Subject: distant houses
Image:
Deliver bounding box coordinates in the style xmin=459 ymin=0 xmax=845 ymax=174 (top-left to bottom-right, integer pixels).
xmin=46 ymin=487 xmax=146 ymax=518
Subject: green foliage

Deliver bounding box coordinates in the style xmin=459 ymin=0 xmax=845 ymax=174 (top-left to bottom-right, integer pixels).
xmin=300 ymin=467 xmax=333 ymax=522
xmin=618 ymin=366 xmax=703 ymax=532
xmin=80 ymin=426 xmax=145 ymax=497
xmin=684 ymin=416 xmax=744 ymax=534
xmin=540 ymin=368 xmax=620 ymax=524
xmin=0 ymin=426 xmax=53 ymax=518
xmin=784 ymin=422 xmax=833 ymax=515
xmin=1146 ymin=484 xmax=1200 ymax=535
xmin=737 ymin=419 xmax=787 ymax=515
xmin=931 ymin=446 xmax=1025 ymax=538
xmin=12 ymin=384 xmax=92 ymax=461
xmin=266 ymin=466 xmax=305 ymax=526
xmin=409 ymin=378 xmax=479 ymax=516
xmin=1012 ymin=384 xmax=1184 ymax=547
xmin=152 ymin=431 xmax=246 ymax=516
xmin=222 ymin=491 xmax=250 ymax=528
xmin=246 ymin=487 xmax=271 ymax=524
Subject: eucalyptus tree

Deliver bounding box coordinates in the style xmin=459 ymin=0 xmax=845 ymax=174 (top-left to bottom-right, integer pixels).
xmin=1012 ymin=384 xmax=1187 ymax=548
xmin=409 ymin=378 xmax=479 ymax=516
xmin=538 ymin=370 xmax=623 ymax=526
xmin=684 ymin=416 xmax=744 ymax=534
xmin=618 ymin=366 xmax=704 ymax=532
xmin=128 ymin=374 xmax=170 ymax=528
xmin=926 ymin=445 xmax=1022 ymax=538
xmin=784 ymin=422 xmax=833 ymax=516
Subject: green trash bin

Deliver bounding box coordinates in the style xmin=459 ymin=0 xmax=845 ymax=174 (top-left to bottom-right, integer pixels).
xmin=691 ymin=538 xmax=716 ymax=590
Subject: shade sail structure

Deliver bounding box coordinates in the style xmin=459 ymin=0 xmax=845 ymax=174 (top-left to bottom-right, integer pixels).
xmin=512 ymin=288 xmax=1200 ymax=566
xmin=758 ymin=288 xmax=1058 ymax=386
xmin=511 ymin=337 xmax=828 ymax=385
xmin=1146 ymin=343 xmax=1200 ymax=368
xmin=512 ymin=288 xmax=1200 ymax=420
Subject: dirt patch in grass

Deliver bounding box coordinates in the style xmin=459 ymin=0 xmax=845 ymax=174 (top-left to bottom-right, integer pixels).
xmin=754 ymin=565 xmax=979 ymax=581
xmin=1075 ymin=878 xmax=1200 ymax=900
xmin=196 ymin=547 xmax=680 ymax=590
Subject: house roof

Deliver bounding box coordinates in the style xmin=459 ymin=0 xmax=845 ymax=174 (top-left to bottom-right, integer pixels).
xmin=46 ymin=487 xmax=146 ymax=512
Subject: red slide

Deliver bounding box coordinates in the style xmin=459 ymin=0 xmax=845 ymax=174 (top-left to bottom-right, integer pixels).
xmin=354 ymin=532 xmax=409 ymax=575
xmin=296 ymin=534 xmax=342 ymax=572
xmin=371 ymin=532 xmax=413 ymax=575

● Prompt
Report, copied in full, every line of the entries above that contains the string "Subject".

● Response to this task
Subject: distant houses
Subject: green foliage
Subject: eucalyptus tree
Subject: green trash bin
Subject: shade sail structure
Subject: dirt patch in grass
Subject: house roof
Subject: red slide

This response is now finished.